ABOUT THIS TASK: Copy the entries out again in full.

SOURCE MATERIAL:
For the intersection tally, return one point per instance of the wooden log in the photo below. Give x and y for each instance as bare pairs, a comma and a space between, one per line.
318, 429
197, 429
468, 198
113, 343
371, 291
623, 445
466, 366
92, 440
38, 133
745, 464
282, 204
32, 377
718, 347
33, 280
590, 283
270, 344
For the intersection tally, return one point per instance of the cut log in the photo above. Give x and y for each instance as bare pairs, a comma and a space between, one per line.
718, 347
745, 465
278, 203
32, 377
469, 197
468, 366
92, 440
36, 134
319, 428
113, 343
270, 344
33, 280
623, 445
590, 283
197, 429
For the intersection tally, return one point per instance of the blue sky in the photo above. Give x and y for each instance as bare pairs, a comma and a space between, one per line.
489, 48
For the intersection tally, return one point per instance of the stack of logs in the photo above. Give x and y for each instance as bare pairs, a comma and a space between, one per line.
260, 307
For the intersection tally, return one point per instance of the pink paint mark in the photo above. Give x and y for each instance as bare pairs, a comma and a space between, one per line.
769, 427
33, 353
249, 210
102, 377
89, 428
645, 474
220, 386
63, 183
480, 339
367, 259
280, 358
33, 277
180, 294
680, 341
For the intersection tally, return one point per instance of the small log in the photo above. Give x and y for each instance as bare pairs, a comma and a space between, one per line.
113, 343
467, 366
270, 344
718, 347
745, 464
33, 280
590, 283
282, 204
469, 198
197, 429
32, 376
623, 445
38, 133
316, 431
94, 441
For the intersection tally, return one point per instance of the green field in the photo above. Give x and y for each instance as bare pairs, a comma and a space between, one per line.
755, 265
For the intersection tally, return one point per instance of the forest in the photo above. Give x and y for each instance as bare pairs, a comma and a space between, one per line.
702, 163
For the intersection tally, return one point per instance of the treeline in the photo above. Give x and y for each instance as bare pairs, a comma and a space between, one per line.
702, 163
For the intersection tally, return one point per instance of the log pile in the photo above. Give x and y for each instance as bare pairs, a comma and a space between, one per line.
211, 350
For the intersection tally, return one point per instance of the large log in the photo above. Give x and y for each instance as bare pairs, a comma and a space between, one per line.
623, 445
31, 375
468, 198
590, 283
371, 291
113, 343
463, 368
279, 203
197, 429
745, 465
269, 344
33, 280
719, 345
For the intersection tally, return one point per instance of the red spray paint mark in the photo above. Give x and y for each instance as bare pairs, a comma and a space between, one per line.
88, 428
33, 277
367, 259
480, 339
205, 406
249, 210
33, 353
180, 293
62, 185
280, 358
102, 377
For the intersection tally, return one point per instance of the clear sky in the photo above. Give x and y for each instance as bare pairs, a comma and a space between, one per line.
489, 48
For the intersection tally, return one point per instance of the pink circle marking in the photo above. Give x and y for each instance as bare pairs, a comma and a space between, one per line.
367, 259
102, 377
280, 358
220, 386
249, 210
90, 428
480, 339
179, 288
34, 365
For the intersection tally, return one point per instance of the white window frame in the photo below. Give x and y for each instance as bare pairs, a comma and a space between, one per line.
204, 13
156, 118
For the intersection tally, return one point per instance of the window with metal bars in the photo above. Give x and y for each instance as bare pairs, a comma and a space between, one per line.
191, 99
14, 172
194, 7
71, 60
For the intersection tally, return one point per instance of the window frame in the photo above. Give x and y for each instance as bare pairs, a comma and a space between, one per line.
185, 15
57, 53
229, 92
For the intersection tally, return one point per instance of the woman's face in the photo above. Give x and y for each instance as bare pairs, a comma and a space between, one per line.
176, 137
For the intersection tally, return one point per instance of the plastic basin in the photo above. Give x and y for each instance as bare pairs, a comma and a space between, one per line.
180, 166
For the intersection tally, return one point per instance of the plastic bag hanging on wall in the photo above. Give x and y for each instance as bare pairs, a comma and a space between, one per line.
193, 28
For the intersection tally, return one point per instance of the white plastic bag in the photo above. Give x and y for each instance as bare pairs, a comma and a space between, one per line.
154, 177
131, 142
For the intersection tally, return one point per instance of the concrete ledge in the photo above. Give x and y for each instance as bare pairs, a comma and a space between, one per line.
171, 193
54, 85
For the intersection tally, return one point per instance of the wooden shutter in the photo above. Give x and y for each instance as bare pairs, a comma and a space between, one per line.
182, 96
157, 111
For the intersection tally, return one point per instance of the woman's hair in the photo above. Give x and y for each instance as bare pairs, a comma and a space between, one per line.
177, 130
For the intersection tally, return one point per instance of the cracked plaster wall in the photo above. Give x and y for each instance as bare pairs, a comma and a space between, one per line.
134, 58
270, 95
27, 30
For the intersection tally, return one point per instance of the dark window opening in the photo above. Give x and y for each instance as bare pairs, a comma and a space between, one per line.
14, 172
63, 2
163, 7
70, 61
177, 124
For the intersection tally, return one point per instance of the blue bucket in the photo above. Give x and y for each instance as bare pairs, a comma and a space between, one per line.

RESPONSE TO THE EXERCISE:
For the intersection tally, return one point per instance of the wooden log in the photo below. Give x and y for each instance as bare pairs, a comma and a space between, one per line.
318, 429
197, 429
468, 198
113, 343
371, 291
623, 445
466, 366
92, 440
38, 133
745, 464
282, 204
32, 377
718, 347
33, 280
590, 283
270, 344
For the intersection tally, return one point per instance of the cut log in the photo above. Give x and y for each instance as bare pairs, a comma and a space between, one per line.
718, 347
745, 465
278, 203
32, 377
469, 197
468, 366
92, 440
36, 134
319, 428
113, 343
270, 344
33, 280
623, 445
590, 283
197, 429
For the intersection tally, return one point per instance of the blue sky in the photo above. Give x and y for each instance as bare pairs, a comma and a space between, one per line.
489, 48
For the intersection tally, return one point per instance of the stack of logs in the photo above. Give x and y for each instance as bare pairs, a comma and a space between, one per line.
260, 307
For the intersection tally, return one point per instance of the pink paint mark in the photo above. Give x and y for each instance as bare pairs, a comma and a space between, one per line.
769, 427
33, 353
249, 210
102, 377
89, 428
645, 474
220, 386
63, 183
480, 339
367, 259
280, 358
33, 277
180, 294
680, 341
For the intersection tally, return one point per instance of the small log in the photo above. Give x and y for each instance as bare pairs, a comma and a space between, one per line.
113, 343
467, 366
270, 344
718, 347
745, 464
33, 280
590, 283
282, 204
469, 198
197, 429
32, 376
623, 445
38, 133
316, 431
94, 441
For the intersection tally, return one point per instance of the green field in the photo above. Give x and y for each instance as bare pairs, a comma and a space between, one per line.
755, 265
For the intersection tally, return one point per instance of the forest in the photo above. Give x and y for each instance as bare pairs, a comma and a space between, one per line.
702, 163
For the intersection tally, return one point per instance of the treeline in the photo above. Give x and y for each instance as bare pairs, a comma and a space between, one per line.
702, 163
For the intersection tally, return one point per instance of the log pile in the photo above. Give x and y for each instance as bare pairs, a comma and a space between, one per line.
211, 350
For the intersection tally, return one point per instance of the large log in the photo above. Give x and y for each instance as bare pairs, a comma and a space between, one per line.
623, 445
31, 375
468, 198
590, 283
371, 291
113, 343
463, 368
279, 203
197, 429
745, 465
269, 344
33, 280
719, 345
For the intersection tally, return one point per instance of the red spray paint mark in the photo above. Give x and y for each instance as bare pairs, a comma and a space between, one per line.
88, 428
33, 277
367, 259
480, 339
205, 406
249, 210
33, 353
180, 293
62, 185
280, 358
102, 377
For the intersection tally, return one point per instance of the clear sky in the photo above. Give x and y for each instance as bare pairs, a comma and a space between, one per line.
489, 48
For the intersection tally, return one point per instance of the pink circle marking in the photo above. Give x and y for each instance as bare pairs, a comma and a space between, one per line.
367, 259
102, 377
280, 358
220, 386
249, 210
90, 428
480, 339
179, 288
34, 365
For the intersection tally, return one point per instance of the white window frame in the photo below. Give x and y for each instance as bare pairs, a comma and a space between, one per line.
204, 13
156, 118
For the intersection tally, return one point per instance of the window with metal bars in the photo above. Give x and y for each instance as bare pairs, a comma and a space between, one per line.
191, 99
14, 172
194, 7
71, 60
For the intersection tally, return one point per instance of the window frame in the photo above. Give x and y for each instance as bare pairs, a comma and a space between, one per line.
185, 15
57, 53
229, 92
For the intersection tally, return one point per instance of the woman's face in the photo above. Give x and y for each instance as bare pairs, a comma and a space between, one per line.
176, 137
For the intersection tally, return one point per instance of the plastic basin in the photo above. Give x and y for each instance as bare pairs, a comma and a space between, one per line.
180, 166
For the intersection tally, return one point per instance of the plastic bag hanging on wall in the photo above. Give x and y for each instance as bare pairs, a comma and a space between, one per line.
193, 28
For the intersection tally, return one point per instance of the white plastic bag in the photo above. Give x and y for each instance as bare pairs, a comma and a space between, one per line.
154, 177
131, 142
For the intersection tally, return one point per instance of the concrete ledge in the photo above. Give x and y for each instance as bare pairs, a comma and a space between, one per line.
171, 193
54, 85
For the intersection tally, return one point per instance of the wooden shutter in the photo above. Give x and y for each instance as bare pairs, a comma and a space between, one per line.
182, 96
157, 111
For the intersection tally, return one point per instance of the woman's hair in the photo above. Give x and y for each instance as bare pairs, a comma and a space between, one per line.
177, 130
For the intersection tally, return one point per instance of the cracked plaster wall in the photo above. Give x and y for each instance as bare pairs, a comma and a space between, one per line.
134, 58
270, 95
27, 30
For the intersection tally, return one point per instance of the dark window opening in the photo above. Give x and y for each instance as bare pairs, a comma and a space between, one per line.
14, 172
63, 2
163, 7
70, 61
177, 124
For the intersection tally, return one point per instance of the blue bucket in the photo above. Give x and y for each instance as bare pairs, a comma and a space between, one per line.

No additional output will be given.